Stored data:
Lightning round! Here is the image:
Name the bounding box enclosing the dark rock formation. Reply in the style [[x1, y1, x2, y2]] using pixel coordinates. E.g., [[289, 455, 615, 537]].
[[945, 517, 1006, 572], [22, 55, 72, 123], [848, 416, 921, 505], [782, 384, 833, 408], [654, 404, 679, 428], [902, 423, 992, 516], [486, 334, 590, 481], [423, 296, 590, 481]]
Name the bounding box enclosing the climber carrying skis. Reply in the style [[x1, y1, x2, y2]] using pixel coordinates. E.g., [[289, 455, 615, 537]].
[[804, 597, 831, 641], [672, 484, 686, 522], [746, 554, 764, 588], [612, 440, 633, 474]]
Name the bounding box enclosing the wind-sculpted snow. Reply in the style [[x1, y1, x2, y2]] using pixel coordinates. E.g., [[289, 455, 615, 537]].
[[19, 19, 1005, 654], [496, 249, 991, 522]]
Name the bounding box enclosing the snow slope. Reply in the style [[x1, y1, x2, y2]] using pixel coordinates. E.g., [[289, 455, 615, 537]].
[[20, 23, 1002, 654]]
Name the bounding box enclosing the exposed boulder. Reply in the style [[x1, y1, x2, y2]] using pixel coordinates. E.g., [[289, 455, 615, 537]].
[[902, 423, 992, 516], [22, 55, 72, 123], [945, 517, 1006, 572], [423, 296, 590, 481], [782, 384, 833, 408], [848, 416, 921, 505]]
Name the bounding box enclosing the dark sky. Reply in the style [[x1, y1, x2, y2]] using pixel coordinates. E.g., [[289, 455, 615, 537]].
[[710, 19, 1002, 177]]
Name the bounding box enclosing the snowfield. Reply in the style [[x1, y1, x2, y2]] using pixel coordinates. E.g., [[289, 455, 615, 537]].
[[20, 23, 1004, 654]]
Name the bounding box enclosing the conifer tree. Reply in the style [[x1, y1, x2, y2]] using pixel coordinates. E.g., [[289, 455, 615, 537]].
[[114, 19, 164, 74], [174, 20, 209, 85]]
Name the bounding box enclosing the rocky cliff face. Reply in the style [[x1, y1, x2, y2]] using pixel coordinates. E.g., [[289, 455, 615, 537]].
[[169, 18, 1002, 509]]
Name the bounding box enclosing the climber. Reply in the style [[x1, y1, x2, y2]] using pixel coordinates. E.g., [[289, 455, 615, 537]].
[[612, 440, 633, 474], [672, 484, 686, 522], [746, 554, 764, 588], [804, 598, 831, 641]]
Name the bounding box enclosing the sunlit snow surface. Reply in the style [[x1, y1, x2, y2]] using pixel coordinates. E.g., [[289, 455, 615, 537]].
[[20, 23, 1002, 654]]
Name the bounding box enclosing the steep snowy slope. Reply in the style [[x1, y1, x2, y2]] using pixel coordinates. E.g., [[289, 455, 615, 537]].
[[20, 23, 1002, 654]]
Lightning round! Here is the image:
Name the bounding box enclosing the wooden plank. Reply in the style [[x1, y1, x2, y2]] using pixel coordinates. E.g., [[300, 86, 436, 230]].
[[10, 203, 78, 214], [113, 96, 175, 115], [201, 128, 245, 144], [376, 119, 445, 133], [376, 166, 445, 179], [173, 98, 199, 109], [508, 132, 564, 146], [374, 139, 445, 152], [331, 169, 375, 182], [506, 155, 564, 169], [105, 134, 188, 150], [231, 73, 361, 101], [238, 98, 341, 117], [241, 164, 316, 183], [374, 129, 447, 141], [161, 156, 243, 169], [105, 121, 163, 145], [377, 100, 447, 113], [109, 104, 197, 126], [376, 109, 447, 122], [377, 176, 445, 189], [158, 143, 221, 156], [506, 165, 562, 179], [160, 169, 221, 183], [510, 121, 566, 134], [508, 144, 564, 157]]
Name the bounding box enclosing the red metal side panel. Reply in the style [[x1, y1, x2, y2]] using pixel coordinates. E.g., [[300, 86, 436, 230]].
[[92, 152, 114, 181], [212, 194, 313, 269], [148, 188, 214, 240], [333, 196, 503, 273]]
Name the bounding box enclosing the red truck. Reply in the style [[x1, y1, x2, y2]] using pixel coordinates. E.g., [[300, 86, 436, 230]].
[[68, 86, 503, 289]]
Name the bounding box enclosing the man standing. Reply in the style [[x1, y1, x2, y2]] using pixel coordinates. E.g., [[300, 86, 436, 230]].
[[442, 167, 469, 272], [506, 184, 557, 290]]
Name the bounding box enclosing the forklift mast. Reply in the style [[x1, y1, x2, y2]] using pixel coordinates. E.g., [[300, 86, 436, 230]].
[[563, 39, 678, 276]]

● **WHAT NEEDS TO BE DONE**: Starting at the line that contains "Name the bounding box enclosing the rocky" and ending after the line that contains "598, 831, 641]]", rewrite those lines with "cliff face" switched to "rock wall" and everything else unchanged.

● **COMPLETED EXERCISE**:
Name the bounding box enclosing the rocky rock wall. Reply in the style [[x1, y1, x2, y2]] using pixel coordinates. E.g., [[289, 455, 615, 537]].
[[169, 18, 1002, 509]]
Name the bounding box enclosing the climber. Reply in the style [[x1, y1, x2, y2]] using pixel coordinates. E.g., [[289, 455, 615, 537]].
[[612, 440, 633, 474], [672, 484, 686, 522], [746, 554, 764, 588], [804, 598, 831, 641]]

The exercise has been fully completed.